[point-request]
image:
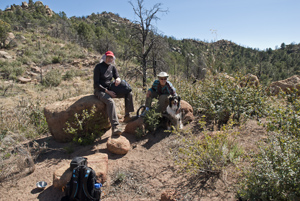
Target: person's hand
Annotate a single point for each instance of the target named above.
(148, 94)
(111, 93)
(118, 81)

...

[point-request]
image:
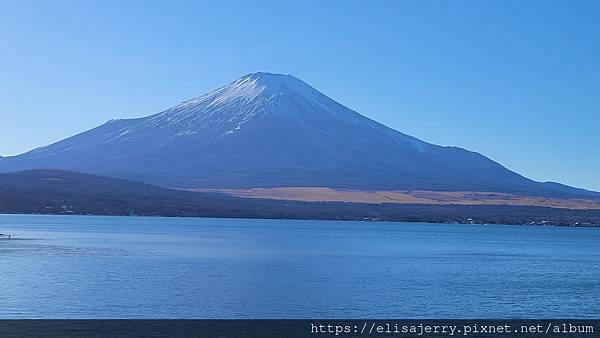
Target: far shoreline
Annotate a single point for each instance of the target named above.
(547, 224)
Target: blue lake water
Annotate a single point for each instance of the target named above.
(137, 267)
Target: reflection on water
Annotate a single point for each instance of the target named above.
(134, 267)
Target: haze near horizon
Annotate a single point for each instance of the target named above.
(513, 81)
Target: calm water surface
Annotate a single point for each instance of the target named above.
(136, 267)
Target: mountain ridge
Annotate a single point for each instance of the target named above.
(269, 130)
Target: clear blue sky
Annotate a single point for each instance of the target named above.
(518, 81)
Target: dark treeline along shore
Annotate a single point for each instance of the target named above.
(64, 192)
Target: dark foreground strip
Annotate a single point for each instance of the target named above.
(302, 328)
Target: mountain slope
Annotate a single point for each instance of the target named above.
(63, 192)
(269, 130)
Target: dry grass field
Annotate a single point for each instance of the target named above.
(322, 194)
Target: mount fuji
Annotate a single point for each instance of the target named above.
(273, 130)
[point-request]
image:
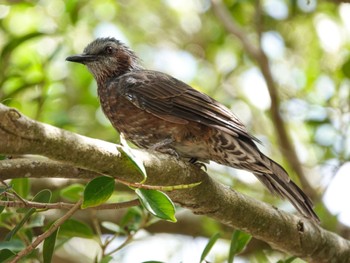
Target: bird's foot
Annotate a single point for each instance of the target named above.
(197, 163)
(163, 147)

**EXERCISE DETAILS**
Go through the material and copy each line that contains "water".

**RESPONSE TO THIS EXERCISE**
Target: blue lake water
Target: reflection on water
Target: calm water surface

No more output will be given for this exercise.